#### [What is being asked]
Write out the whole listing again, exactly as given.

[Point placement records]
###
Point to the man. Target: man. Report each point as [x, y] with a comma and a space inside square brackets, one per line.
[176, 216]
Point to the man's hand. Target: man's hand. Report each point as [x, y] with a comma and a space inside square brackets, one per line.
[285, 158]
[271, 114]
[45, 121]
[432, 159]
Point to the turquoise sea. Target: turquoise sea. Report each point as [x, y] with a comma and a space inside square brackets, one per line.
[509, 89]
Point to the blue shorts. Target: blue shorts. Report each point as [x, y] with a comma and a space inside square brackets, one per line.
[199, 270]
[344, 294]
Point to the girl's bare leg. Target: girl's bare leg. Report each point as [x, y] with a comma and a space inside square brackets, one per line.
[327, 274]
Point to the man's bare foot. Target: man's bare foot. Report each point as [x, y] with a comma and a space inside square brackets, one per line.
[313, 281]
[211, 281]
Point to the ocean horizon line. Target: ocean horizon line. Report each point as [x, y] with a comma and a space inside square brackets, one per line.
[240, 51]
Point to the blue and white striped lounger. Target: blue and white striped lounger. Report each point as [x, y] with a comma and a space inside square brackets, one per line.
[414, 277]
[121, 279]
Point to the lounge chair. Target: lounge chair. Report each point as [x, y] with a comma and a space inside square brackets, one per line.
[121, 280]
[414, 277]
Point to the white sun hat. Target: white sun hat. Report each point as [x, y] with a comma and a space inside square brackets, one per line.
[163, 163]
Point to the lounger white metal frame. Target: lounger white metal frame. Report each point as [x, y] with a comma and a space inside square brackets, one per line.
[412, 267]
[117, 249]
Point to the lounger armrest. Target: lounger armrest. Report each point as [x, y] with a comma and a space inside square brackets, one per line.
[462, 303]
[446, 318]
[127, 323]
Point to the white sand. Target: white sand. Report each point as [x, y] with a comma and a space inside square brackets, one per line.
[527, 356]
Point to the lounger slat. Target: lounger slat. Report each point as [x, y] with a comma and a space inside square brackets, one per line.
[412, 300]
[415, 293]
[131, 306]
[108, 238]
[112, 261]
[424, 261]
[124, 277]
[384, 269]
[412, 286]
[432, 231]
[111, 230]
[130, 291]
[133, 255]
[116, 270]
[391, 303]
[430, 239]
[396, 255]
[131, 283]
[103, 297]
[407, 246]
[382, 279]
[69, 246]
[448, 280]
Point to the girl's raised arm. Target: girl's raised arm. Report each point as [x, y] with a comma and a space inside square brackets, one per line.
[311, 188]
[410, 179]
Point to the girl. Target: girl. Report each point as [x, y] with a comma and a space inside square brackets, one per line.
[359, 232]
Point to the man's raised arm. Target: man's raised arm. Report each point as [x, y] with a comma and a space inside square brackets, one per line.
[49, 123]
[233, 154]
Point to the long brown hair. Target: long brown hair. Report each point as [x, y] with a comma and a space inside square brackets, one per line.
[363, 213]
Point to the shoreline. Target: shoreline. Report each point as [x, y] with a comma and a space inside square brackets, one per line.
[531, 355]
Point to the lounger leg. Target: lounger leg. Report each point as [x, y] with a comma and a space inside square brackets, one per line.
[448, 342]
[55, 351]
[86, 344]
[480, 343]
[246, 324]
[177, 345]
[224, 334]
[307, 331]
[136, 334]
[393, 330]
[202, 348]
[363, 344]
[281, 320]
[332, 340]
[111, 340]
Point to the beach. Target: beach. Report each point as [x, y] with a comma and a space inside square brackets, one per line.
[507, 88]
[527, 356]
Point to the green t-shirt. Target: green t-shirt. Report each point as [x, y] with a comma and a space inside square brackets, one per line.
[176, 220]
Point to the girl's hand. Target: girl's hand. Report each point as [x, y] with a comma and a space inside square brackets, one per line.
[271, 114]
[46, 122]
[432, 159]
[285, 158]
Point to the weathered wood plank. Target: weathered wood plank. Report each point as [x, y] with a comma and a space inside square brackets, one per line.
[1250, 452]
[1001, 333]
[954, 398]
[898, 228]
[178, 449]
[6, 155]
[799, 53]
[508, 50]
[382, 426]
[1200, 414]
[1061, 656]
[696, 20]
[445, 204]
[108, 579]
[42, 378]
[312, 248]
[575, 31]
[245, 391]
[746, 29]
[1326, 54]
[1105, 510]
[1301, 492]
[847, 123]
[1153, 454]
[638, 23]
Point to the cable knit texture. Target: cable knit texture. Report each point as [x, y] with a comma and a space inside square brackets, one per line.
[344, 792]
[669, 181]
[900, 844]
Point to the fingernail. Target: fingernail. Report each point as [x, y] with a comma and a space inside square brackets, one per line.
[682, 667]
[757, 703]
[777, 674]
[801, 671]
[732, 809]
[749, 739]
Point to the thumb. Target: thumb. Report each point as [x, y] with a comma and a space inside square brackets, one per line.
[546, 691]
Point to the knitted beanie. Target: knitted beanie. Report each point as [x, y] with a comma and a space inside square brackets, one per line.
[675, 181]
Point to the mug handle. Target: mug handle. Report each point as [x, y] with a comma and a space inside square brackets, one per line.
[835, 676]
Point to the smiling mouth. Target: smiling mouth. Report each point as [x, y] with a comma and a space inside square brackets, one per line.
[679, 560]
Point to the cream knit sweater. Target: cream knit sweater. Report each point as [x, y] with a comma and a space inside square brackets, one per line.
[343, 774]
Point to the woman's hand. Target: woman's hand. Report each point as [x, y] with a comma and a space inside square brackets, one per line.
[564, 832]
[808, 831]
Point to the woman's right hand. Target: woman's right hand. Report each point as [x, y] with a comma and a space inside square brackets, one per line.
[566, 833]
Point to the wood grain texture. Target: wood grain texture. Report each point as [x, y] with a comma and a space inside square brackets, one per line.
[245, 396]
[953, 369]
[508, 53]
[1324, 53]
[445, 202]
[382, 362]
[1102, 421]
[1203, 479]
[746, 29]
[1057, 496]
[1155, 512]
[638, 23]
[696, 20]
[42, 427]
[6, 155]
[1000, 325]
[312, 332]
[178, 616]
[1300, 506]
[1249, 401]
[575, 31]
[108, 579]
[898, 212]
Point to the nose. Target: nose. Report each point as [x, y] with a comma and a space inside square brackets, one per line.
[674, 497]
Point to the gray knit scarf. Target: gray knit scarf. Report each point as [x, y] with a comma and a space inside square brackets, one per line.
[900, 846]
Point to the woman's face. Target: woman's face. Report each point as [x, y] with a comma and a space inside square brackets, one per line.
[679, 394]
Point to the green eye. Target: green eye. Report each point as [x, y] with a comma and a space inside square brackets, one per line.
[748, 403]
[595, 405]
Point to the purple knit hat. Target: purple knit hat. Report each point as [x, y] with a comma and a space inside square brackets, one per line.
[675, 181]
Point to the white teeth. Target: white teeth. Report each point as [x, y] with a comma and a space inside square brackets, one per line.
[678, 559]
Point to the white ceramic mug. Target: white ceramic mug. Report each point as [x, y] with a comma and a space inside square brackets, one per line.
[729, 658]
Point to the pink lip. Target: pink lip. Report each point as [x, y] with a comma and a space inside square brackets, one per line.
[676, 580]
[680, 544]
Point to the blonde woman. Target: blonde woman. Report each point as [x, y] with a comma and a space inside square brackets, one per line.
###
#### [Complete output]
Point to the man. Target: man. Report each point as [x, y] with a comma and a space inside square brackets, one per line.
[176, 216]
Point to the man's hand. Target: man's hand. Report each point as [x, y] with a comma and a space inside square brackets, one per line.
[285, 158]
[271, 114]
[45, 121]
[432, 159]
Point to the turquoise sea. Target: turquoise sea. Report each point as [x, y] with a comma and a space inside square brackets, one per line.
[509, 89]
Point to the blue shorts. Target: blue shorts. Report each point as [x, y] with a comma and a space inside square brackets, one per line.
[199, 270]
[344, 294]
Point to the girl's bare leg. Target: girl's bare leg. Report each point as [x, y] with a comma and a space inside square brackets, one per line.
[327, 274]
Point to the man's bare foot. Target: man's bare foot. Report each point as [x, y] with a comma and a space inside square brackets, one per line.
[313, 281]
[211, 281]
Point to the ocean horizon line. Target: ocean horizon line. Report each point as [x, y] with a comma and a space inside square brackets, one per line.
[240, 51]
Point to the blue and white striped lounger. Target: blue and white striped lounger. Report each point as [x, y] with a comma and a space inside square brackets, one per line.
[414, 277]
[121, 279]
Point to the lounge chair. Target: lounge chair. Report each point as [x, y] with a comma and a space inside square brackets, one per line.
[121, 280]
[414, 277]
Point to the white sun hat. Target: white sun hat. Report each point as [x, y] with a comma and a space inside square brackets, one per line.
[163, 163]
Point to the lounger white metal frame. Target: lounger white metal frame. Report each point as [x, y] with a comma and a space inside square brackets, one per line.
[412, 267]
[117, 249]
Point to the lounger armrest. Target: lounger armrest. Report each point as [x, y] with a comma and a space inside square brackets, one per line.
[462, 303]
[446, 318]
[127, 323]
Point to the white sand. Target: white sand. Report each point as [x, y] with a comma and a space inside square brackets, one per line.
[527, 356]
Point to the lounger slat. Target: lounger slat. Report each point as [x, y] with a comma and a space inside square brackets, one per line.
[412, 300]
[415, 293]
[131, 306]
[108, 238]
[112, 261]
[424, 261]
[124, 277]
[384, 269]
[412, 286]
[432, 231]
[111, 230]
[130, 291]
[133, 255]
[116, 270]
[391, 303]
[430, 239]
[396, 255]
[131, 283]
[103, 297]
[407, 246]
[382, 279]
[69, 246]
[448, 280]
Point to the girl's raised arm. Target: girl's raised arm. Report each point as [x, y] with a comma and a space inside square brackets, one per line.
[311, 188]
[410, 179]
Point to the girl. Target: girl. Report each point as [x, y] with a comma and a space inside square brackets, one per line.
[359, 232]
Point to the man's raised arm. Target: man's raised arm. Report each point as [x, y] with a comma and a space inside square brackets, one per line.
[49, 123]
[233, 154]
Point to the long brown hair. Target: long brown hair. Report each point as [x, y] with a comma and a space inside square brackets, one per line.
[363, 213]
Point to the shoreline. Target: shoreline. Report each point as [x, y] with a comma and a space inside square brackets, one per line.
[531, 355]
Point to the lounger leg. Target: lounger leg. Report each point as [x, y] with a comma and a space inside square brackets, one per line.
[448, 342]
[55, 351]
[86, 344]
[480, 343]
[246, 324]
[177, 345]
[224, 334]
[307, 331]
[136, 334]
[393, 330]
[202, 348]
[363, 344]
[281, 320]
[332, 340]
[111, 340]
Point to the beach. Target: beach. Report each point as [x, y] with a comma and a space inside square brackets, one per line.
[507, 88]
[527, 356]
Point to the green t-shirt. Target: green t-shirt. Report each point as [x, y] with a comma and a space inside square brackets, one per line.
[176, 220]
Point to the girl's hand. Target: girl's hand. Report each point as [x, y] with a comma and a space inside square brackets, one per line.
[271, 114]
[46, 122]
[432, 159]
[285, 158]
Point to the weathered wood plank. Target: weathered wood plank. Report each point as [x, y] with a comma and a space inside square brackets, one per line.
[1250, 452]
[1001, 333]
[954, 398]
[898, 228]
[178, 449]
[6, 155]
[799, 53]
[508, 50]
[382, 426]
[1200, 414]
[1061, 656]
[696, 20]
[445, 204]
[108, 579]
[42, 378]
[312, 248]
[575, 31]
[245, 391]
[746, 29]
[1326, 54]
[1105, 510]
[1301, 492]
[847, 123]
[1153, 454]
[638, 23]
Point to the cable knit texture. Target: cable knit texture. Report each point as [x, y] with a comma and a space inside square brackets, one per line.
[344, 792]
[669, 181]
[900, 844]
Point to the fingernail. Target: fingernail. Report each point as [x, y] with a comma and a space inside square brackets, one per line.
[682, 667]
[757, 703]
[777, 674]
[801, 671]
[732, 809]
[749, 739]
Point to the thumb. Target: thumb. Report each point as [x, y] with a comma and a space inside square brackets, one per line.
[546, 691]
Point to the knitted beanie. Target: knitted beanie. Report each point as [x, y] with a comma and a space inside square brackets, one per line.
[675, 181]
Point to the mug handle. Target: mug handle. Report each point as [x, y] with a comma and a space inside square brackets, one per line.
[835, 676]
Point to the smiling mouth. Target: smiling mouth. Report each point as [x, y] with a comma and a space inside square brackets, one per line.
[679, 560]
Point to the cream knit sweater. Target: cream knit sweater. Report each point as [x, y] with a comma and a space inside square brackets, one per line.
[343, 774]
Point to the woman's hand. Target: woman's hand. Report each point as [x, y] with a comma and a space inside square brackets, one per line.
[564, 832]
[808, 831]
Point to the woman's right hand. Target: woman's right hand. Report each point as [x, y] with a comma and a space inside square brackets, one per line.
[566, 833]
Point to the wood grain texture. Target: wood grain texture. Report each point as [x, y] with a comma and a space inside square brackets, one per line.
[245, 396]
[953, 369]
[508, 53]
[1324, 53]
[445, 202]
[382, 362]
[1102, 421]
[1203, 479]
[746, 29]
[1057, 496]
[1155, 512]
[638, 23]
[696, 20]
[42, 427]
[6, 155]
[1000, 325]
[312, 332]
[178, 616]
[1300, 506]
[1249, 401]
[575, 31]
[108, 579]
[898, 212]
Point to the nose. Target: nose. Report each point as [x, y] with a comma and a space inside square brackets, one per line.
[674, 497]
Point to the gray knit scarf. Target: gray knit scarf. Report each point as [x, y] with a comma and a space inside square brackets, one per line.
[900, 846]
Point to the woman's face. Target: woman's face. Report each point as [x, y] with a comma and a space inside square brackets, one per line.
[679, 394]
Point to the green eye. Target: green eye. Report each point as [x, y] with a comma and a space inside square brackets, one per line.
[748, 403]
[595, 405]
Point to the purple knit hat. Target: purple knit hat. Report each point as [x, y] with a comma and a space inside square brackets, one per line.
[675, 181]
Point to the white teeth. Target: white teeth. Report each point as [x, y] with a comma and a space inside square brackets, one per line.
[678, 559]
Point to the white ceramic mug. Target: white ceramic mug. Report each point as [x, y] with a comma and a space inside square brackets, one per line.
[729, 658]
Point to the pink lip. Target: pink lip. Report each point as [x, y] with a comma and a space inside square brackets, one per line.
[676, 580]
[680, 544]
Point to the blonde woman. Target: blonde woman. Report each point as [x, y] with a comma and a space inside square brackets, one per line.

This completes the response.